- **Task statement**
Answer these from the tapeworm article:
1. Which two elephant species does Anoplocephala manubriata parasitize?
2. What serves as its intermediate host?
3. How many large oral suckers does the scolex contain?

- **Given passage**
- - -
Anoplocephala manubriata

Scientific classification
- Kingdom: Animalia
- Phylum: Platyhelminthes
- Class: Cestoda
- Order: Cyclophyllidea
- Family: Anoplocephalidae
- Genus: Anoplocephala
- Species: A. manubriata
- Binomial name: Anoplocephala manubriata Railliet et al., 1914

= Anoplocephala manubriata =

- Genus: Anoplocephala
- Species: manubriata
- Authority: Railliet et al., 1914

Species of flatworm

Anoplocephala manubriata is a host-specific tapeworm, or cestode, that parasitizes African (Loxodonta africana) and Asian (Elephas maximus) elephants. These parasites require intermediate and definitive hosts to complete its life cycle. A. manubriata causes gastrointestinal inflammation in elephants. When ingested in the elephant, the cestode is attached to the intestinal mucosae. The life cycle of A. manubriata have not been completely understood, however studies have shown through examining oribatid mites from a dung pile near an elephant site that an immature stage exists. The study concluded at least five species were contained at least one immature life stage of the cestode.

Studies have shown that Anoplocephala manubriata is closely related to another Anoplocephala species called Anoplocephala perfoliata, which is a host-specific tapeworm to horses. Phylogenetic analysis of the second internal transcribed spacer region (ITS-2), a portion of the 28S region and cytochrome c oxidase subunit I (COX1) genes verified its relationship. Asian elephants have a high prevalence for Strongylidae and Anoplocephala spp. infection.

==Hosts==
Oribatid mites, the intermediate hosts, are a large group of free-living, soil-dwelling acarines. They have low fecundity and life development varies from months to 2 years in temperate soils. They are of economic importance to parasites by increasing the breakdown organic material in soil. There are more than 6 species of oribatid mites (Galumna racilis, Kilimabates pilosus, Kilimabates sp., Scheloribates fusifer, Muliercula ngoyensis and Zygoribatula undulata).

Elephants, the definitive hosts, acquires infection by eating oribatid mites. Elephants who have gastrointestinal problems are more likely to acquire an A. manubriata parasitic infection by accidentally swallowing infected oribatid mites in the dirt the elephants dwell in. These elephants would excrete feces containing the cestode into the dirt, where other elephants can come in contact with the infected mite, adding to the prevalence of infected elephants.

== Typology and Morphology ==
Adult A. manubriata are white in color. They also contain strobila that stretch out towards the posterior end of the organism that range from 0.7 cm to 1.8 cm long. The anterior end of the worm contains a scolex, which has a circumference of approximately 1.5 to 2.1 cm. This scolex contains four large oral suckers and does not have hooks or rosetellum.
- - -
- **Record excerpts**
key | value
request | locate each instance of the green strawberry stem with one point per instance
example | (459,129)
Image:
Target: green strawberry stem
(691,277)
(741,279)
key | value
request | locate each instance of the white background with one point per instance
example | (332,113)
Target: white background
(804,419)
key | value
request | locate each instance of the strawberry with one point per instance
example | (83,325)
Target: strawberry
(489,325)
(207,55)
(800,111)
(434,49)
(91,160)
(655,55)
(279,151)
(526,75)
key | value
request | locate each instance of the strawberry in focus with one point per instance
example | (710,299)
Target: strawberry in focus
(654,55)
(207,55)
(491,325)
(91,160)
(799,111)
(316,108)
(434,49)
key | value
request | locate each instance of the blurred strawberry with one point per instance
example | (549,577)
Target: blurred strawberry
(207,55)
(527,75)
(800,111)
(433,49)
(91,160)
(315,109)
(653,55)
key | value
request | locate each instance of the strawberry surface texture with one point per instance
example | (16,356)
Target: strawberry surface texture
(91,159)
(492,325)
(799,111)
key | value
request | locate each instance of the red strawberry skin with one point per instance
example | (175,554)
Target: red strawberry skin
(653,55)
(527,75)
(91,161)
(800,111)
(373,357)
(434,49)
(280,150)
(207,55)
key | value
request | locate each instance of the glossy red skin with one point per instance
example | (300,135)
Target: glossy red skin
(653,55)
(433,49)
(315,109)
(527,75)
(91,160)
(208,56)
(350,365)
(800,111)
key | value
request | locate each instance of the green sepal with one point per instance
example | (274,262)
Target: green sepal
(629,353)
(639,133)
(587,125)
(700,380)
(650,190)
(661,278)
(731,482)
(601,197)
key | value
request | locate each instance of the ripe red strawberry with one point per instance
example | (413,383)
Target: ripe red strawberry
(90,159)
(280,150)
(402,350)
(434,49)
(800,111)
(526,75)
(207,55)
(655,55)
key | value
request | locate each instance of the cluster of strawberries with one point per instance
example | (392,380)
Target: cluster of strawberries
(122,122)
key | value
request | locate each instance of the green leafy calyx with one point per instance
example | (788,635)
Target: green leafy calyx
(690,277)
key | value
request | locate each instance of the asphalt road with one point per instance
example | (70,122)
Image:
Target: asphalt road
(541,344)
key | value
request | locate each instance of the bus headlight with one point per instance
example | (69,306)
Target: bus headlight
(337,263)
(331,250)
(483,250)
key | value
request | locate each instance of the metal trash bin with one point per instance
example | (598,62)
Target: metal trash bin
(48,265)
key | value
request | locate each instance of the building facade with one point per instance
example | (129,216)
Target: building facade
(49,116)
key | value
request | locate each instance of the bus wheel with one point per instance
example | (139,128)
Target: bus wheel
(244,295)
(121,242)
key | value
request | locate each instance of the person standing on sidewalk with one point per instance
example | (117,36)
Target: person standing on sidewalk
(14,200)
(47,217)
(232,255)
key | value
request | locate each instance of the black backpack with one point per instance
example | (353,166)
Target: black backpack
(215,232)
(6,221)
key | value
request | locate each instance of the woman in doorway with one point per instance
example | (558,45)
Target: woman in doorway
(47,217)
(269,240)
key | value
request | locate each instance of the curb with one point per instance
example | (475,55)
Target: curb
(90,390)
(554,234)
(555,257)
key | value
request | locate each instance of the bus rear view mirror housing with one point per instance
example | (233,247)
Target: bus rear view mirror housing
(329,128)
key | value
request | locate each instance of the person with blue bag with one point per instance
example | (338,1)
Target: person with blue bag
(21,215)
- - -
- **Output of the task**
1. African (Loxodonta africana) and Asian (Elephas maximus) elephants
2. Oribatid mites
3. Four